[What the exercise asks]: Copy out each line below that contains the string "trace". Case counts.

===============

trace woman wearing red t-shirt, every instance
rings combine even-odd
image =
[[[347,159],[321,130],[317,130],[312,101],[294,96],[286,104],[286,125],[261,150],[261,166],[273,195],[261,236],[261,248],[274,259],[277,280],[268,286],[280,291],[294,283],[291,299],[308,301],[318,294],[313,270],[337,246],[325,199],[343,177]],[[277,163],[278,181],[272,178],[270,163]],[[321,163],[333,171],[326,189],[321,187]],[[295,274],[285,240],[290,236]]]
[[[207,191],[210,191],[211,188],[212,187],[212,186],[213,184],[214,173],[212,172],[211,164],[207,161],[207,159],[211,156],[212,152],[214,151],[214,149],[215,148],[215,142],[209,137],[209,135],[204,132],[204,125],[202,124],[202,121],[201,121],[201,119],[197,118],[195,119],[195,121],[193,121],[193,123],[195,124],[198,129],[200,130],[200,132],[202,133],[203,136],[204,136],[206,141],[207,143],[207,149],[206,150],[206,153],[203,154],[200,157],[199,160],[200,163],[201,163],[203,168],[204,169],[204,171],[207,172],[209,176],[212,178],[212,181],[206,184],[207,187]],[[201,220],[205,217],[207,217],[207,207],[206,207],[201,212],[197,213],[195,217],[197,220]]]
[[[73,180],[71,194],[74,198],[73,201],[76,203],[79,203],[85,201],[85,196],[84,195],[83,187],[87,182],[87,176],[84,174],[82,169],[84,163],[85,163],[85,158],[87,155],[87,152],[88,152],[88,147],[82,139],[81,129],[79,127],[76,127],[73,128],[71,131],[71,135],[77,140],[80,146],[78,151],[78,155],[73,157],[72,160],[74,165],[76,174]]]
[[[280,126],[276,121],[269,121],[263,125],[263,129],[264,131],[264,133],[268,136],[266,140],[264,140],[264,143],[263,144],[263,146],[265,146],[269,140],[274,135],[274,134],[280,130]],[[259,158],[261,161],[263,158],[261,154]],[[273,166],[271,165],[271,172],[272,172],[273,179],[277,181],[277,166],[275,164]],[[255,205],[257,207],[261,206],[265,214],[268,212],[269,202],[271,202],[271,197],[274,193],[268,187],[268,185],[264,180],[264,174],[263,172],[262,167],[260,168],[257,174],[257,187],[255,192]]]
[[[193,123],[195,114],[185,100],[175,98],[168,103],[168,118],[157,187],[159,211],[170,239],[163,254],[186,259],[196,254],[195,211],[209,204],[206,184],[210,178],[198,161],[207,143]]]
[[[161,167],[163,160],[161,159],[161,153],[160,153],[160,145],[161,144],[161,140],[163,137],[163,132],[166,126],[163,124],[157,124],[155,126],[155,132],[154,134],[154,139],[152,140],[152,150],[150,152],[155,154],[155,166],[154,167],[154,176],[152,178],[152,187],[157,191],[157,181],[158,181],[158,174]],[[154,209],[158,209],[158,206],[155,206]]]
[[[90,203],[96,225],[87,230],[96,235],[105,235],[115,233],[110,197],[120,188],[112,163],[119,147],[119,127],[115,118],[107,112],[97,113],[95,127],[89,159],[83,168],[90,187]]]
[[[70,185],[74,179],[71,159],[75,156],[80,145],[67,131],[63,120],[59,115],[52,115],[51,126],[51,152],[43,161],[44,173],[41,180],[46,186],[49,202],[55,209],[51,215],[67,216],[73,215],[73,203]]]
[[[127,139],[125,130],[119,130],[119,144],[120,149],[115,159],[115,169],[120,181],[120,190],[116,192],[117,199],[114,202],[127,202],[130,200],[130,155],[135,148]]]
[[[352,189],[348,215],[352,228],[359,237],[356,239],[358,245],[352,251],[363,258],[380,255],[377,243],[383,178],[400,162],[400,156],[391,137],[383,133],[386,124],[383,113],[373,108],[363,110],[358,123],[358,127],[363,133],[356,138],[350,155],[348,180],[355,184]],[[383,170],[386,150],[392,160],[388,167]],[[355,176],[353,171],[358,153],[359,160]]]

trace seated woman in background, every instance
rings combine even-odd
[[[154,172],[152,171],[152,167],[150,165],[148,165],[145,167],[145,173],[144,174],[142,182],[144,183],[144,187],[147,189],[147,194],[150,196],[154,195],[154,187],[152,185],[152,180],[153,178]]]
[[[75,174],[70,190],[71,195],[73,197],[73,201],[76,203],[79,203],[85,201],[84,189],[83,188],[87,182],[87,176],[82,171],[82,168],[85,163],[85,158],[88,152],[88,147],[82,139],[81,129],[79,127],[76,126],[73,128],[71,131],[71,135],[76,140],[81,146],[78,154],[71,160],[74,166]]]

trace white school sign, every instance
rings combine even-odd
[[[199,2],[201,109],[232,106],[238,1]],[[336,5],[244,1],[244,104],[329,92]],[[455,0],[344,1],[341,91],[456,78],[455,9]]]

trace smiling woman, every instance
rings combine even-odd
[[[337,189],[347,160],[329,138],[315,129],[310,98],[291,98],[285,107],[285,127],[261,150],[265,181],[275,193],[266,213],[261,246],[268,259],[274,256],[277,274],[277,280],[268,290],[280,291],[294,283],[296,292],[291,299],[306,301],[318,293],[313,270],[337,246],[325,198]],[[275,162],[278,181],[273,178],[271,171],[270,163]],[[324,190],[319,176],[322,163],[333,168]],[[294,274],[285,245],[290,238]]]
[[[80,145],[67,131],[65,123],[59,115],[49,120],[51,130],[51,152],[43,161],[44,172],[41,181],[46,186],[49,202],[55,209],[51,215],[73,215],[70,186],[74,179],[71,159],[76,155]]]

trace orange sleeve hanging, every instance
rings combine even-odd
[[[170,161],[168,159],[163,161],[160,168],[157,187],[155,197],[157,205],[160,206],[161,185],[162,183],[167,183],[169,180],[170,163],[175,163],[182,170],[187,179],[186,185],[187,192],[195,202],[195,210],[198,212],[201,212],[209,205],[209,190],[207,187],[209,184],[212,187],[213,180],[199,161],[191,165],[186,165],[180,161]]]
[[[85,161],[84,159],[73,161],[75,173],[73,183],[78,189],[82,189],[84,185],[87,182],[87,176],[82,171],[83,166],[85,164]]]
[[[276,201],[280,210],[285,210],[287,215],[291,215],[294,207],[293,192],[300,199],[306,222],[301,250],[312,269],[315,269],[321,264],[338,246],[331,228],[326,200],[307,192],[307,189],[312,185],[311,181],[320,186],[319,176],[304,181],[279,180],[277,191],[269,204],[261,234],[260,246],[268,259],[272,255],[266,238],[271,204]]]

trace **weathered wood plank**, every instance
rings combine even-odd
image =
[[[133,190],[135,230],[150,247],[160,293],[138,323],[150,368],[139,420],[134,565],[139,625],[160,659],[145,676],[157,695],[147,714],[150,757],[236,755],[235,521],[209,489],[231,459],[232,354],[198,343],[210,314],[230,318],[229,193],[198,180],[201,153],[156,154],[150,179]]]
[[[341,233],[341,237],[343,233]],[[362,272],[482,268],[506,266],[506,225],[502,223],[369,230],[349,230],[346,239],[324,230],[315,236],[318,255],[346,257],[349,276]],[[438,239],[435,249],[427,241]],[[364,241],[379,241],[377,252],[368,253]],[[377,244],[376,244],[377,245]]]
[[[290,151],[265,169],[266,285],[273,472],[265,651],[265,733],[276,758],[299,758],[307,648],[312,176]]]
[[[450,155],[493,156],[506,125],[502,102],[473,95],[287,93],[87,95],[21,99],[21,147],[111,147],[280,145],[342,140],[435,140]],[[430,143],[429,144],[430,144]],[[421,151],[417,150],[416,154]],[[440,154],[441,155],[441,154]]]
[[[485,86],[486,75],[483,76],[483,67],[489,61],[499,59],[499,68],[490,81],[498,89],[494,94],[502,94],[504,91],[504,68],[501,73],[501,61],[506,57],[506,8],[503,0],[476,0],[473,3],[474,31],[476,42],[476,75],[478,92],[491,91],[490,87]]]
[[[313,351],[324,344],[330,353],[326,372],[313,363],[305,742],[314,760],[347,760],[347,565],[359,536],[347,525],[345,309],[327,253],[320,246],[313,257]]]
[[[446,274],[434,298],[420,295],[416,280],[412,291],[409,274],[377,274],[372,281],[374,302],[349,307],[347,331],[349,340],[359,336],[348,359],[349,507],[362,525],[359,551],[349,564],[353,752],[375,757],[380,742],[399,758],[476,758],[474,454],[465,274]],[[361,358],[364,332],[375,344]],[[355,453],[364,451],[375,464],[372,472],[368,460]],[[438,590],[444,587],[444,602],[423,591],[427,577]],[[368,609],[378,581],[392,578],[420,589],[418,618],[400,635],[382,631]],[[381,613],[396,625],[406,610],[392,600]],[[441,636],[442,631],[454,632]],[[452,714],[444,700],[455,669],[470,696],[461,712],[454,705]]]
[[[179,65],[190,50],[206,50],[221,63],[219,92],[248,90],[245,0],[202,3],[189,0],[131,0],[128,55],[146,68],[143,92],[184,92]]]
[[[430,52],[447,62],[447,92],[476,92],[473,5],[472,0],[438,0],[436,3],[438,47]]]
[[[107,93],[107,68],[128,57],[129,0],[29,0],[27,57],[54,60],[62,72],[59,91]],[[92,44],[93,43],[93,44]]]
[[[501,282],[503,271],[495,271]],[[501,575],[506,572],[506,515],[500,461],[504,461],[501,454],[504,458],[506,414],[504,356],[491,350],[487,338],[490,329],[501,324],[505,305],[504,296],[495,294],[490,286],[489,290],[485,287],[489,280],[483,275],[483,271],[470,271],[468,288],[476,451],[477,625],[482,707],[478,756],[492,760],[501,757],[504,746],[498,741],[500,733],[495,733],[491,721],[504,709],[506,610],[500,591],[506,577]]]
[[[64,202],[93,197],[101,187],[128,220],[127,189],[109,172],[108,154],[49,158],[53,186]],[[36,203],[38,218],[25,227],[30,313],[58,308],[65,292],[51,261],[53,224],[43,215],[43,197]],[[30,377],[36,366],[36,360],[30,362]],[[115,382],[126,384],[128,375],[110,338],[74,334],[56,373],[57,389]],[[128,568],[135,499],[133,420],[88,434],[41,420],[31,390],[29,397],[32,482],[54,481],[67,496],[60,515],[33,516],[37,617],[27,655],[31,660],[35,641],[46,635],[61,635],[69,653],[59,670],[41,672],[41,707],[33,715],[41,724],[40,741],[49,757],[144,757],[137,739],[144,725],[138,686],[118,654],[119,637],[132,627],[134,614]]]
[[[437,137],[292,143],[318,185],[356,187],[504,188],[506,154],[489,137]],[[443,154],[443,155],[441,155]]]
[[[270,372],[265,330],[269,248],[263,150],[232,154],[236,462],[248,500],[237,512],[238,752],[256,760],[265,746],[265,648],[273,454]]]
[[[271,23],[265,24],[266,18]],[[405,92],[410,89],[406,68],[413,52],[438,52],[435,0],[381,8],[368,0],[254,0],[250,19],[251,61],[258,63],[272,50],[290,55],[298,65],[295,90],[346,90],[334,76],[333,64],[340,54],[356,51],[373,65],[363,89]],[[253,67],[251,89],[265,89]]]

===============

[Solution for this task]:
trace woman wearing red t-shirt, every instance
trace seated woman in background, every instance
trace white school sign, every instance
trace smiling woman, every instance
trace orange sleeve hanging, every instance
trace **weathered wood plank**, every instance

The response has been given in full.